Set down the material once more, exactly as it appears.

* **MATERIAL SUPPLIED**:
━━━━━━━━━━━━━━━━━━━━
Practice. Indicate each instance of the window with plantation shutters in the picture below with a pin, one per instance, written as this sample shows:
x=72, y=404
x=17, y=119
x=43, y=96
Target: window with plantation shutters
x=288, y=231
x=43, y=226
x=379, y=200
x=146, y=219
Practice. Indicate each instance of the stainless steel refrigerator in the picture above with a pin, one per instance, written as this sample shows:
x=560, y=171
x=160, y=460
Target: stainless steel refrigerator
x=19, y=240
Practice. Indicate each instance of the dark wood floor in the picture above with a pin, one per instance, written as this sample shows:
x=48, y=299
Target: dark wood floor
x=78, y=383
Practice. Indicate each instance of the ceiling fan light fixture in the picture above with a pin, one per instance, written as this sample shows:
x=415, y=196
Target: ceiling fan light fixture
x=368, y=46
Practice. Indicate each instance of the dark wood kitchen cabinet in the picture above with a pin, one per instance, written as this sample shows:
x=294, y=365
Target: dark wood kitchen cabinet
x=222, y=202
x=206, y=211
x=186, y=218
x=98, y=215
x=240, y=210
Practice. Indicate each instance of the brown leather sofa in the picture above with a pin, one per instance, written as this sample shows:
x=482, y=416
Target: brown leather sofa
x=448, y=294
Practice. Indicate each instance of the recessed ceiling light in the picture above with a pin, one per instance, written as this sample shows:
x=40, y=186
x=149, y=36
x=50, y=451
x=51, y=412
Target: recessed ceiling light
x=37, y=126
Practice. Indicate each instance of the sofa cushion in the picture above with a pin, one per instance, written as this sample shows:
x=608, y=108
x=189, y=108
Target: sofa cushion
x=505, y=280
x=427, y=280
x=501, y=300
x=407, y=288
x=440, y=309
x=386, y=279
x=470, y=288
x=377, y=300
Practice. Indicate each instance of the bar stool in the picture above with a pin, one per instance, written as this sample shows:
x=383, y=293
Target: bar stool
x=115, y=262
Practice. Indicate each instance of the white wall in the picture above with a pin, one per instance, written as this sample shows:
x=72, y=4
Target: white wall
━━━━━━━━━━━━━━━━━━━━
* **EXERCISE RESPONSE**:
Practice. Indicate each instance of the window with plantation shutters in the picture below with a pin, one per instance, written as this sample shows:
x=72, y=404
x=17, y=119
x=43, y=96
Target: window with plantation shutters
x=288, y=231
x=43, y=226
x=379, y=200
x=146, y=219
Practice. Indicate each instance of the stainless steel refrigerator in the picture above with a pin, one per instance, written as this sample shows:
x=560, y=171
x=160, y=460
Target: stainless steel refrigerator
x=19, y=240
Practice. Indicate each instance of the dark wood floor in the picture above with a pin, one per instance, written as this sample shows:
x=48, y=299
Target: dark wood floor
x=78, y=383
Practice. Indicate each instance of the ceiling fan light fixture in the picture above with a pin, one per instance, written as this sample shows:
x=415, y=196
Target: ceiling fan light fixture
x=368, y=46
Practice. Indicate each instance of the dark wood kitchen cabinet in the picture above with a pin, one per instance, written as this sample shows:
x=294, y=365
Target: dark wood kitchen cabinet
x=222, y=202
x=206, y=211
x=186, y=218
x=98, y=215
x=240, y=210
Practice. Indicate each instance of the brown leather sofa in the picture above with a pin, one per instance, written as this sample shows:
x=482, y=416
Target: brown leather sofa
x=448, y=294
Practice. Indicate each instance of the recessed ceiling light in the picture above with a pin, one per instance, written as this sample shows:
x=40, y=186
x=149, y=36
x=50, y=451
x=51, y=412
Target: recessed ceiling light
x=37, y=126
Practice. Indicate each instance of the sofa cushion in the picture above with a pin, one per instance, written as this sample shows:
x=608, y=108
x=189, y=108
Target: sofa cushion
x=505, y=280
x=427, y=280
x=501, y=300
x=407, y=288
x=440, y=309
x=386, y=279
x=470, y=288
x=377, y=300
Practice. Indicate each instance of the bar stool in the picture above with a pin, one per instance, written as this sample shows:
x=383, y=293
Target: bar stool
x=115, y=262
Practice. Indicate each instance of the white wall in the picture above with a pin, one per instance, written as this sample shows:
x=72, y=4
Target: white wall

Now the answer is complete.